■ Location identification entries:
------------------------------------------------------------------------
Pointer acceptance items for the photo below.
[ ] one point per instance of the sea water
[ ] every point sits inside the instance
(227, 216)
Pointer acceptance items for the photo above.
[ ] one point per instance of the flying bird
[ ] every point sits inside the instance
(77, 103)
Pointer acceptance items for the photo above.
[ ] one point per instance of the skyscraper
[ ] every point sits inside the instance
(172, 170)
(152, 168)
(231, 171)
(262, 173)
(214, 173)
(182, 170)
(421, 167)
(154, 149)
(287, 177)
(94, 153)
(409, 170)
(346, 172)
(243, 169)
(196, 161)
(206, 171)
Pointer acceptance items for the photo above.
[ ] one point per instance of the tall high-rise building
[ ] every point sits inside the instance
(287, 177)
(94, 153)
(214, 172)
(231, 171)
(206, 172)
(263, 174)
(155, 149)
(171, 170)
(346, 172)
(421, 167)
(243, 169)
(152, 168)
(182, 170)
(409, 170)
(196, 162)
------------------------------------------------------------------------
■ Given request:
Output the lines of the data above as a numbered list, leaving out any blank lines.

■ Solved exercise:
1. Pointer acceptance items for the photo below.
2. [ ] one point per instance of the sea water
3. [ ] every point sits inside the instance
4. (227, 216)
5. Pointer acceptance items for the photo above.
6. [ ] one point per instance of the flying bird
7. [ ] every point sits inside the instance
8. (77, 103)
9. Pointer acceptance items for the photo above.
10. [ ] one point per instance of the skyscraper
11. [ ] every point sits inside the instance
12. (172, 170)
13. (152, 168)
14. (231, 171)
15. (262, 173)
16. (214, 173)
17. (182, 170)
18. (421, 167)
19. (154, 149)
20. (287, 177)
21. (94, 153)
22. (409, 170)
23. (346, 172)
24. (243, 169)
25. (196, 161)
26. (206, 171)
27. Pointer acceptance items for the photo above.
28. [ ] one point per instance of the tall high-rise building
29. [ ] every point sits inside the instance
30. (287, 177)
31. (94, 153)
32. (214, 172)
33. (231, 171)
34. (206, 172)
35. (263, 174)
36. (155, 149)
37. (171, 170)
38. (346, 172)
39. (421, 167)
40. (243, 169)
41. (152, 168)
42. (182, 170)
43. (409, 170)
44. (196, 162)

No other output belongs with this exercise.